Tasks to complete
a. Answer these questions using the editorial on food self-sufficiency in Barbados:
(i) Who is named as Minister of Housing, Lands and Rural Development?
(ii) Where will RDC officials go to get young people more interested in growing food?
(iii) According to the World Health Organisation figures cited, what percentage of persons over 16 years old in Barbados were obese by 2016?
b. Using the editorial on food self-sufficiency in Barbados, explain why it says the Rural Development Commission's "Grow What You Eat" Programme should be fully embraced. Answer in one to three sentences.
c. Continue the editorial on food self-sufficiency in Barbados from the point where it stops.

Passage to read
● ● ● ● ●

EDITORIAL: Self-sufficiency the way to go

IT is no secret that Barbados needs to become more efficient in the area of food production, so that we as a nation can become more self-sufficient.

Given the above acknowledgement, the Rural Development Commission’s (RDC) “Grow What You Eat” Programme should be fully embraced. According to Minister of Housing, Lands and Rural Development, Denis Kellman, such a programme is designed to help the public understand the importance of feeding themselves, with a view also of reducing the island’s high food import bill.

According to the Minister, the RDC has already started to play its role in this process, by offering residents within its boundaries access to various planting materials and receptacles and information through workshops and seminars. Furthermore, RDC officials will also be going into local schools to get young people more interested in growing food.

Now with word coming from Dr. Lystra Fletcher-Paul, Sub-Regional Co-ordinator for the Caribbean at the Food and Agricultural Organisation (FAO), suggesting that Barbadians are literally “eating themselves to death”, given the high levels of overweight and obesity amongst the local population and the high levels of chronic non-communicable diseases severely affecting citizens, the time for us to act is now in getting the message out that healthier eating also is a must. Indeed, she gave some startling statistics, pointing out that according to the World Health Organisation, by the year 2016, 52.6 per cent of persons over 16 years old were overweight in Barbados and 23.1 per cent were obese. Just over half of the adult population of Barbados is overweight and approximately one in five persons is obese, Dr. Fletcher-Paul stated. She also pointed out that more than twice the amount of women are obese, compared to men in Barbados and this is directly related to the food we eat.

● ● ● ● ●

Input data
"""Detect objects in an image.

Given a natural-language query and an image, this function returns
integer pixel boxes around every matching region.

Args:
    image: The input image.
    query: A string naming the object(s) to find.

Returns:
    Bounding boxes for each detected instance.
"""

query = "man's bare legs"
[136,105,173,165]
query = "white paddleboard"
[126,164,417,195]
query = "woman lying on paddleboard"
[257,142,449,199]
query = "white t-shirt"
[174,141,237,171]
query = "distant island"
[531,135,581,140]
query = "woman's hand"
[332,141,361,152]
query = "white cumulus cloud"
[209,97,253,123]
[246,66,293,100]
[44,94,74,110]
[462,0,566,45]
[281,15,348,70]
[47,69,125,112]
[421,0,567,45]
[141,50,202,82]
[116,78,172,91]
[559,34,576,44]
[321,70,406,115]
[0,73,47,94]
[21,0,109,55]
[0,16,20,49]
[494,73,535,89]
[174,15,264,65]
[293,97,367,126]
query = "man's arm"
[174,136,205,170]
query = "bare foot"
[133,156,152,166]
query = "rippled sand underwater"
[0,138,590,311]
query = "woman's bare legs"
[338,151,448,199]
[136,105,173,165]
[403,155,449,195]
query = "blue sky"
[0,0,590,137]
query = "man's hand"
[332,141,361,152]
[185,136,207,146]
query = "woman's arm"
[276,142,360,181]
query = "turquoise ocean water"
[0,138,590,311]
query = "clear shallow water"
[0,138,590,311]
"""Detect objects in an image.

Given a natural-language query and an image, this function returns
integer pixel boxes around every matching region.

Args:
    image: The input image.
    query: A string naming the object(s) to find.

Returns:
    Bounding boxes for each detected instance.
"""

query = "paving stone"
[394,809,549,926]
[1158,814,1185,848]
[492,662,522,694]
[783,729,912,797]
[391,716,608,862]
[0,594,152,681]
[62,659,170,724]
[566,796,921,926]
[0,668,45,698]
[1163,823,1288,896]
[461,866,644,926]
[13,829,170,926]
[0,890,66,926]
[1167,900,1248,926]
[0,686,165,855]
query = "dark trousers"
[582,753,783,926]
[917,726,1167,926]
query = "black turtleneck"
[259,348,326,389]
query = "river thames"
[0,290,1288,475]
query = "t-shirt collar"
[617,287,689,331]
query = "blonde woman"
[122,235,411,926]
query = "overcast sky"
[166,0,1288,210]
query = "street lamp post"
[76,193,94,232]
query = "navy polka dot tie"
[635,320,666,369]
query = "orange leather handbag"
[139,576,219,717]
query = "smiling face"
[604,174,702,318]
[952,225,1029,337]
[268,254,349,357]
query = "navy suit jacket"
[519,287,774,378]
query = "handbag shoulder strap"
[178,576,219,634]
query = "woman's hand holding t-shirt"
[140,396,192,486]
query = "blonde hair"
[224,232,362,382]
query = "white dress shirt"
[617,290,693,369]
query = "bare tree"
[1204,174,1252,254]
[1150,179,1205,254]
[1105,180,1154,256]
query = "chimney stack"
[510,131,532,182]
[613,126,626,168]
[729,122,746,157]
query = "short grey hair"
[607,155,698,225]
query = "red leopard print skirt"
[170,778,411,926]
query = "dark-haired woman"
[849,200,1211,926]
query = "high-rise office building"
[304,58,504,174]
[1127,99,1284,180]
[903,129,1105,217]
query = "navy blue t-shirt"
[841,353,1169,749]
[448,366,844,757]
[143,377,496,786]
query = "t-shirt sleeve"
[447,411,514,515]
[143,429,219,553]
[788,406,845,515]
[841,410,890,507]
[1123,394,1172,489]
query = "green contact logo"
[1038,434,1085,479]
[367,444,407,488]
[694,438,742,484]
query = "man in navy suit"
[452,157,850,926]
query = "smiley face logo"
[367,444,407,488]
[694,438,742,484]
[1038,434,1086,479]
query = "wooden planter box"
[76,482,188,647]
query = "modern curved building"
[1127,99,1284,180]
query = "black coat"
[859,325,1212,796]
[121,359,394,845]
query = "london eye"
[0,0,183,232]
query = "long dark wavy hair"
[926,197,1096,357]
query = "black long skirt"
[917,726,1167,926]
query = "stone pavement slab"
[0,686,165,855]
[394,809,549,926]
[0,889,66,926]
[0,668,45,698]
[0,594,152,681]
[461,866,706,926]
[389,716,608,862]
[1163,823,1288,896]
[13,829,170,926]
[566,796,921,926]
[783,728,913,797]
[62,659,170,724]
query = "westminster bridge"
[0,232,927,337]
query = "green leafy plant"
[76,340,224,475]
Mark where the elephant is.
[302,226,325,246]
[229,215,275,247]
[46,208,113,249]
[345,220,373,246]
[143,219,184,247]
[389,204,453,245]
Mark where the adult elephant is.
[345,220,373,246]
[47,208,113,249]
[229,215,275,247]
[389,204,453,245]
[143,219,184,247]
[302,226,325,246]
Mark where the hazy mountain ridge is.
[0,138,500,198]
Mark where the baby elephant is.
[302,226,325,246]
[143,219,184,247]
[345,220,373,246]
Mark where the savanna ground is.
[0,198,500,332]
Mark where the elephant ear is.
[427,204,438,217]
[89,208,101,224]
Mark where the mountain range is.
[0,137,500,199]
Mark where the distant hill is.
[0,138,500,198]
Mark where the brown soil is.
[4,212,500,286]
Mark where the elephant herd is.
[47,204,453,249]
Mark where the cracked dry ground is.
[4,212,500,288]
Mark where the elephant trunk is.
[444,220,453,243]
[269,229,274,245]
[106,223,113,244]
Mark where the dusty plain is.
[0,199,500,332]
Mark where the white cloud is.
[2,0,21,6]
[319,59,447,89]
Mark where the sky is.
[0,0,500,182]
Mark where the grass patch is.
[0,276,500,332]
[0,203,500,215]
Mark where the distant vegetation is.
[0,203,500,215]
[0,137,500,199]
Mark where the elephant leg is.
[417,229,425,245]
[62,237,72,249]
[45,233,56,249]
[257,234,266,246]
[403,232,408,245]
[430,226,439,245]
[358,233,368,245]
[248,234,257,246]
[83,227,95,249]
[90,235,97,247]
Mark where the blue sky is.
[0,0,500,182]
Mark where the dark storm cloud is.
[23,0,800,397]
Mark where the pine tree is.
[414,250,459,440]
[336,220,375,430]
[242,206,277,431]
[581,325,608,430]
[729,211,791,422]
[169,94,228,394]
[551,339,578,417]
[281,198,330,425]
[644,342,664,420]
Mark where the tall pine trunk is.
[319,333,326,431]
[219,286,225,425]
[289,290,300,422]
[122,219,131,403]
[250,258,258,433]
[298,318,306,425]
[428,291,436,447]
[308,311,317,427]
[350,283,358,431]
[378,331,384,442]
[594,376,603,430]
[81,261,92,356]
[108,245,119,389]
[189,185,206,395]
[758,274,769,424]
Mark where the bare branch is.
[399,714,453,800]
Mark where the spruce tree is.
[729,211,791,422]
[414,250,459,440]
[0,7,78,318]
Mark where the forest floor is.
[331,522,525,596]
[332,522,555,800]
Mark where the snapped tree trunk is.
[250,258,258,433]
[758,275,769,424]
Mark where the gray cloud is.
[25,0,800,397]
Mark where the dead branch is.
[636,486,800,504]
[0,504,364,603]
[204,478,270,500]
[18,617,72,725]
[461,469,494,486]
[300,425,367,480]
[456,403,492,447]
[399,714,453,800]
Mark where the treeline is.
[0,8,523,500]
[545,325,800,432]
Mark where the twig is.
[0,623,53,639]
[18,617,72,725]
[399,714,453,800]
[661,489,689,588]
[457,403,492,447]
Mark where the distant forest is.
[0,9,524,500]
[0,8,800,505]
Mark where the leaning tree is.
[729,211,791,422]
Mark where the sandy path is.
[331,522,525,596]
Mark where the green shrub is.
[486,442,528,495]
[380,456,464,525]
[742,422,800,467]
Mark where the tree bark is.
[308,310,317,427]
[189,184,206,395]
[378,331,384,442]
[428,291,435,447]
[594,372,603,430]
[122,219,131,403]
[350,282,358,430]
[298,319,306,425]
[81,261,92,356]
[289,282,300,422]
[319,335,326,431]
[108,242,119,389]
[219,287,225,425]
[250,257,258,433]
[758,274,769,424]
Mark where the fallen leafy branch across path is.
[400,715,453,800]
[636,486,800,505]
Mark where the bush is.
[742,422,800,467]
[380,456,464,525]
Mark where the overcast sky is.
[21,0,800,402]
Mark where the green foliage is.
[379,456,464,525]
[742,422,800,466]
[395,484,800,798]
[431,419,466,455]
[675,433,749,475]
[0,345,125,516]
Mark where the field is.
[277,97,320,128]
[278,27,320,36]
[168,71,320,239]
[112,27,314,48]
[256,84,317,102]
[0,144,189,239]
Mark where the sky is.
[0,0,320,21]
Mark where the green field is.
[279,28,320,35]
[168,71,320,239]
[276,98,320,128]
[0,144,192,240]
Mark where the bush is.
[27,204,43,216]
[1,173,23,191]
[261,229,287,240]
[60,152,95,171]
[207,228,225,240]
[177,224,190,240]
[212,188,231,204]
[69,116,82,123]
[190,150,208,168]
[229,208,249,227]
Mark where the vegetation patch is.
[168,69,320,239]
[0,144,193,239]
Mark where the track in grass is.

● ● ● ● ●

Results of the exercise
a.
(i) Denis Kellman
(ii) Local schools
(iii) 23.1 per cent

b. The editorial says Barbados needs to become more efficient in food production so that the nation can become more self-sufficient. It presents this as the reason the programme should be fully embraced. The programme is also meant to help the public understand the importance of feeding themselves and to reduce the island's high food import bill.

c.
Programme vital

This is all the more reason why the RDC’s Grow What You Eat programme is vital at this time, as it would appear that Barbadians need to retrain their taste buds so that they do not crave foreign goods, but return to the foods our forefathers thrived on, even if we as a nation find new ways of cooking and presenting these foods. We also need to see more Barbadians growing more of what they consume, so that we can start to make a dent in our extremely high food import bill. This is not a backward step, but indeed a forward thinking one, given that the country needs to become more self-sufficient.

What we also need to see is more investment in the area of agriculture and in agricultural research, in an effort to reduce the negative effects of climate change on our local food production levels. We also need to investigate how the agricultural sector can produce more locally manufactured products for export.

Indeed, the agricultural sector is a potential catalyst by which we can achieve sustainable economic growth, only if we applied ourselves seriously to improving the sector, rather than simply putting it on the backburner. It is time to explore all the agricultural sector in Barbados has to offer, as we work towards greater self-sufficiency and by extension a healthier nation.